Aim of the exercise — Your response should match the records line for line.

+ + + + + + +

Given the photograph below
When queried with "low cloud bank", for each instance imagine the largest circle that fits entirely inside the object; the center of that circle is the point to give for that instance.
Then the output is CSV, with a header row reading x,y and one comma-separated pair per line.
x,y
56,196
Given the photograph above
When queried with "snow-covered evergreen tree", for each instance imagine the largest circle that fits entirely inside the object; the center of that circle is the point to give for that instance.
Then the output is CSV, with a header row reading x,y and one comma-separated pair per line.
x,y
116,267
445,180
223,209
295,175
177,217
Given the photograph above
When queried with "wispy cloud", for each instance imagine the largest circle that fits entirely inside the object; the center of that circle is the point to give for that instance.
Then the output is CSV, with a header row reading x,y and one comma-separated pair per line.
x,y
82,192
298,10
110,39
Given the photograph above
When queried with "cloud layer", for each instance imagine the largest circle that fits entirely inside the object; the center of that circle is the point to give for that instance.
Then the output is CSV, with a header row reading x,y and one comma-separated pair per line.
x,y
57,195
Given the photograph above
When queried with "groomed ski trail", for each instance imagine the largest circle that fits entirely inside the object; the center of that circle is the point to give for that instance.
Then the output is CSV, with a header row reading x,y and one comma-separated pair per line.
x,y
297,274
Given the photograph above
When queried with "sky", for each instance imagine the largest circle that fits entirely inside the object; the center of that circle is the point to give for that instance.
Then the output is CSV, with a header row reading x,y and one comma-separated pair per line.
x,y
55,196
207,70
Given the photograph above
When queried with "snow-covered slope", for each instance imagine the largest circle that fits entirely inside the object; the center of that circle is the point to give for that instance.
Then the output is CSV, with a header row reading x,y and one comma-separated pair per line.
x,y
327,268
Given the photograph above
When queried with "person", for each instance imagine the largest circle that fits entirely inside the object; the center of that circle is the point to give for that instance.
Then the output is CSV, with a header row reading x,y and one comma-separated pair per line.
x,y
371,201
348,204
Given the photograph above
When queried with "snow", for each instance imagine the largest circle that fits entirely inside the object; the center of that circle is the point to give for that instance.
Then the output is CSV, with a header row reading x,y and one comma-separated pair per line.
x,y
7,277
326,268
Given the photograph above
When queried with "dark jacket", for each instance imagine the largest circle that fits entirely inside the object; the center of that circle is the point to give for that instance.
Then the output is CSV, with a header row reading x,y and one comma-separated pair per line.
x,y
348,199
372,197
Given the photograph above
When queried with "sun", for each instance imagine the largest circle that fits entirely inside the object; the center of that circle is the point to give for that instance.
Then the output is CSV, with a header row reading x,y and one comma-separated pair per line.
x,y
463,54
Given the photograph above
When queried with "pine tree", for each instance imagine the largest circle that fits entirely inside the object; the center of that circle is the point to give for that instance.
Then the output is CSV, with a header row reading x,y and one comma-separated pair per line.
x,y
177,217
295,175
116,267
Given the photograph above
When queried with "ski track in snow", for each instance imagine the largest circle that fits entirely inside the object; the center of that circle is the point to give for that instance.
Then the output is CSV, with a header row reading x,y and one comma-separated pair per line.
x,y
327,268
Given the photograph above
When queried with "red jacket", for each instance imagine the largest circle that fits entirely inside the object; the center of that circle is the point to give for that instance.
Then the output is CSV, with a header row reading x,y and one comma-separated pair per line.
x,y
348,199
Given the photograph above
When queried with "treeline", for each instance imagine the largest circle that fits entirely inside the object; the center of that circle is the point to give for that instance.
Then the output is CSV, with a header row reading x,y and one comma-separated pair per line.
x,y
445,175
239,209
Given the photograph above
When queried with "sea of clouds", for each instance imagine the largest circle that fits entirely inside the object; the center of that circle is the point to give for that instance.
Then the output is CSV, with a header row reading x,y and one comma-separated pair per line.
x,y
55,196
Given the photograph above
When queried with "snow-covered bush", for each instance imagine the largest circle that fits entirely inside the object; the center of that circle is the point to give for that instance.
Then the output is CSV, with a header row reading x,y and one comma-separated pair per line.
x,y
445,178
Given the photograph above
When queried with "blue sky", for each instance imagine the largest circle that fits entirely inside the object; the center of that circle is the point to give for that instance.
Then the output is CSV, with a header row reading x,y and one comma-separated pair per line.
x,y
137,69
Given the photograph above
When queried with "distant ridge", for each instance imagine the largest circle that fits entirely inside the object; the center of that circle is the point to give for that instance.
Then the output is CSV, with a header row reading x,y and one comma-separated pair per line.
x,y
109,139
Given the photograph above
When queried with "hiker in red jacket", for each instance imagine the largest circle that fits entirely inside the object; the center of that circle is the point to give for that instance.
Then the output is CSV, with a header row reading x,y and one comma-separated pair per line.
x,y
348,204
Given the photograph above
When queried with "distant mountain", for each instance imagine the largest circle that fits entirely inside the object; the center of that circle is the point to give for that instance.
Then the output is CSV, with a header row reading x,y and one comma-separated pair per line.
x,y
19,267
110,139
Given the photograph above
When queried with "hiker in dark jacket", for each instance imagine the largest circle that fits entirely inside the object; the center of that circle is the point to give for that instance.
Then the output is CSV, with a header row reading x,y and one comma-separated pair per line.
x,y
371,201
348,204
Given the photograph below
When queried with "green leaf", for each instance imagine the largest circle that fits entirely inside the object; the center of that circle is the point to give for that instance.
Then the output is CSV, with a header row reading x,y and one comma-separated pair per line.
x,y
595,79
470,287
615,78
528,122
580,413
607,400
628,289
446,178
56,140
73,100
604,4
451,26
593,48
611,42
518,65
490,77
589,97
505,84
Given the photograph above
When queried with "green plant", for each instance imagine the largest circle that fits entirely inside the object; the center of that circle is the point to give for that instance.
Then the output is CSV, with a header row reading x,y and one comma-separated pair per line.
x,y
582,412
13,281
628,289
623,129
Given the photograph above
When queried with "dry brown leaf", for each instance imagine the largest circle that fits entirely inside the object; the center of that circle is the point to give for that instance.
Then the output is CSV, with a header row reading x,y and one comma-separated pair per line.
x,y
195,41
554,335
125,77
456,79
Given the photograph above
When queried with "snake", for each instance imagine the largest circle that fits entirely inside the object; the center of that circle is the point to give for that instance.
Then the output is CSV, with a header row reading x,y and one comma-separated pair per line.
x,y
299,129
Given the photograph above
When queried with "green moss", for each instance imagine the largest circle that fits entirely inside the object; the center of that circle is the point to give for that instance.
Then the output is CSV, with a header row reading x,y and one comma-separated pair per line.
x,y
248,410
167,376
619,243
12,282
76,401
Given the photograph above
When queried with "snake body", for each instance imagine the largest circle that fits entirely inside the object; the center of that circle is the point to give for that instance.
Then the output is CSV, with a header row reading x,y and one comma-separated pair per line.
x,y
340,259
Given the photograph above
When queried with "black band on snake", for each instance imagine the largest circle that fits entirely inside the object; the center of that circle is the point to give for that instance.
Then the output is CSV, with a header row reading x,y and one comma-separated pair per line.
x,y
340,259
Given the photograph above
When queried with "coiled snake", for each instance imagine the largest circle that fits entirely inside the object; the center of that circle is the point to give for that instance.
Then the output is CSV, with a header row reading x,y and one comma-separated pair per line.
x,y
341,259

+ + + + + + +

Task solution —
Given the photograph below
When queried with "low cloud bank", for each instance imagine the largest circle that fits entirely inside the object; the center of that circle is the point to give for that instance.
Then the output is CSV, with a header row reading x,y and one comma-separated pair per line.
x,y
56,196
Given the photograph above
When queried with "snow-covered evergreen tree", for each instance imagine the largest circle that fits entirely inside the object; the center of that circle is the point to give for that instance.
Then the output is CSV, with a header row reading x,y and one comma-separated pair per line.
x,y
116,267
445,180
223,209
295,175
177,217
Given the photograph above
When queried with "wispy cloud", for each instance imagine the largest circle that fits entirely inside the object; the center of that circle is the point to give for that instance.
Then the output is CSV, with a header row reading x,y and one comma-separated pair per line.
x,y
82,192
298,10
110,39
Given the photograph above
When queried with "cloud layer", for each instance imagine the largest circle that fits entirely inside the object; the center of that circle is the point to give for that instance.
Then the output is CSV, with a header row reading x,y and one comma-separated pair per line.
x,y
57,195
Given the photograph above
When queried with "groomed ski trail", for each instance imagine the largest circle that fits entirely inside the object; the center of that circle is the point to give for that instance.
Then the output is CSV, with a header row reading x,y and one comma-separated pair per line.
x,y
297,274
Given the photograph above
When queried with "sky", for each instance imagine the largest circle that fits entirely inside the object; the center of that circle is the point to give for that instance.
Then the output is CSV, with a header row reading x,y and one comma-separated pair per line.
x,y
55,196
207,70
Given the photograph above
When queried with "snow-covered slope", for each instance imagine the largest circle that fits entirely inside the object; the center of that circle is the point to give for that instance.
Then the output is CSV, with a header row reading x,y and one comma-separated pair per line.
x,y
327,268
Given the photograph above
When queried with "person", for each instance imagine the largest circle that fits entirely inside the object; the center of that circle is the point to give for that instance.
Then the output is CSV, with a header row reading x,y and one comma-separated pair per line.
x,y
371,201
348,204
Given the photograph above
When queried with "snow", for each instance imagine the largest circle that fits entirely inside the object; the center of that circle is the point to give for that instance.
Then the output is CSV, with a header row reading x,y and one comma-separated pair per line.
x,y
7,277
326,268
Given the photograph above
When queried with "dark jacket", for each instance imagine the largest circle that fits entirely inside the object; the center of that circle is the point to give for that instance.
Then the output is CSV, with a header row reading x,y and one comma-separated pair per line.
x,y
348,199
372,197
Given the photograph above
When queried with "sun", for each instance imagine the largest circle that fits entirely inside the object; the center of that circle is the point to give for that instance.
Then the output is CSV, with a header row reading x,y and one comma-separated pair per line.
x,y
463,54
Given the photograph above
When queried with "pine tree", for each instance imagine the largest circle that fits entirely inside the object; the center of that circle is the point to give for that instance.
Then the output is CSV, with a header row reading x,y and one comma-separated pair per line.
x,y
177,217
295,175
116,267
Given the photograph above
When queried with "ski track in snow", for each instance imagine the largest circle that fits entirely inside the object; the center of that circle is the point to give for that instance.
Then the output is CSV, with a header row reading x,y and one comma-separated pair per line.
x,y
327,268
Given the photograph above
When queried with "red jacket", for each instance imagine the largest circle that fits entirely inside the object; the center of that circle is the point to give for that instance.
Then the output is CSV, with a header row reading x,y and one comma-separated pair per line.
x,y
348,199
Given the photograph above
When queried with "treeline", for each instance imagine the largest circle that fits entirely inside the object; the center of that circle is the point to give for that instance.
Then the output is CSV, with a header row reading x,y and one comma-separated pair per line.
x,y
445,175
239,209
Given the photograph above
When queried with "sea of clouds", for each instance imagine the largest circle that fits entirely inside the object; the center of that circle is the point to give for that instance.
Then the output is CSV, with a header row reading x,y and one comma-separated pair per line.
x,y
55,196
Given the photograph above
When queried with "snow-covered bush", for each instance imagine the largest circle that fits entirely inside the object; the center of that circle is the point to give for that instance.
Then the output is CSV, with a header row reading x,y and one comma-separated pair per line.
x,y
445,178
Given the photograph above
When queried with "blue sky", for each instance imagine the largest circle that fits entirely inside the object; the center of that circle is the point to give for that instance.
Then the output is CSV, with a header row reading x,y and one comma-separated pair per line.
x,y
137,69
Given the photograph above
When queried with "distant ridge", for each instance imagine the largest circle that fits entirely inside the object; the center of that circle is the point to give for that instance.
Then the output is CSV, with a header row reading x,y and one comma-separated pair per line.
x,y
109,139
Given the photograph above
When queried with "hiker in red jacket", for each instance imagine the largest circle that fits entirely inside the object; the center of that circle is the point to give for that instance.
Then the output is CSV, with a header row reading x,y and one comma-separated pair per line.
x,y
348,204
Given the photograph above
When queried with "distant mountain", for each instance imagine the largest circle that fits entirely inside the object; the center of that circle is the point to give for that instance.
Then the output is CSV, with a header row reading x,y and one comma-separated pair per line.
x,y
19,267
110,139
Given the photograph above
When queried with "hiker in dark jacket", for each instance imagine the largest circle that fits entirely inside the object; the center of that circle is the point to give for that instance.
Then the output is CSV, with a header row reading x,y and one comma-separated pair per line.
x,y
371,201
348,204
Given the photograph below
When queried with "green leaf", for each instance imagine the largest circle that fits entirely inside the object; the center of that circle is the point to give for that instance.
Then the output is CSV, with a header row reading x,y and one comma-separated pair per line.
x,y
595,79
470,287
615,78
528,122
580,413
607,400
628,289
446,178
56,140
73,100
604,4
451,26
593,48
611,42
518,65
490,77
589,97
505,84
Given the photograph above
When queried with "green plant", for each instance imagine the largest circle that fits entirely inside the object; the center of that circle is the point to give for that instance.
Then the output is CSV, with a header row reading x,y and one comma-separated pair per line.
x,y
582,412
13,281
628,289
623,129
Given the photograph above
When queried with "dry brown leaf", for each instance imagine the largest circle that fits entirely inside the object; the center of that circle is the point to give for that instance.
Then the output is CSV, with a header row reading x,y and one comma-separated pair per line.
x,y
195,41
554,335
125,77
456,79
Given the photograph above
When queried with "snake", for each instance imagine the largest circle that fits entirely inside the object; the center of that circle is the point to give for that instance.
Then the output is CSV, with a header row reading x,y and one comma-separated pair per line.
x,y
299,129
Given the photograph above
When queried with "green moss", for each instance imagine the largest circle that fits entirely inside the object; the center of that circle is the point to give for that instance.
Then the output is CSV, with a header row reading x,y and one comma-separated pair per line.
x,y
248,410
167,376
619,243
12,282
76,401
Given the photograph above
When queried with "snake body", for each instance imagine the largest circle that fits entirely inside the object; the center of that circle is the point to give for that instance.
Then the output is CSV, with a header row reading x,y and one comma-separated pair per line.
x,y
340,259
Given the photograph above
When queried with "black band on snake", for each instance imagine the largest circle that fits entirely inside the object; the center of that circle is the point to give for that instance.
Then the output is CSV, with a header row reading x,y and one comma-separated pair per line.
x,y
340,259
Given the photograph above
When queried with "coiled snake", for each instance imagine the largest circle that fits entirely inside the object; the center of that circle is the point to give for that instance.
Then the output is CSV, with a header row reading x,y and one comma-separated pair per line.
x,y
341,259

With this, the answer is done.